### Data shown ###

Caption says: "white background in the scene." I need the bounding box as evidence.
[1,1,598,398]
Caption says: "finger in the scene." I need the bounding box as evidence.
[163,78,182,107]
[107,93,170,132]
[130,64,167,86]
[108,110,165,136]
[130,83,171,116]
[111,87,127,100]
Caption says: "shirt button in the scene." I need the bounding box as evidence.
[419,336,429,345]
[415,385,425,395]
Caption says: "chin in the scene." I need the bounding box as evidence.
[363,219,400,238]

###

- [Exercise requirements]
The records shown above are to be copied exactly, every one of them.

- [Solution for this task]
Caption says: "white background in the scene." I need the bounding box as evidence.
[1,1,598,398]
Caption says: "finger in the scene." I need the bounding box as evidence.
[163,78,182,107]
[107,93,170,132]
[130,64,167,86]
[108,110,165,136]
[130,83,171,116]
[111,87,127,100]
Caption says: "shirt button in the scene." I need the bounding box as evidence.
[419,336,429,345]
[415,385,425,395]
Caption says: "chin in the scene." I need the bounding box as evidence.
[363,219,400,238]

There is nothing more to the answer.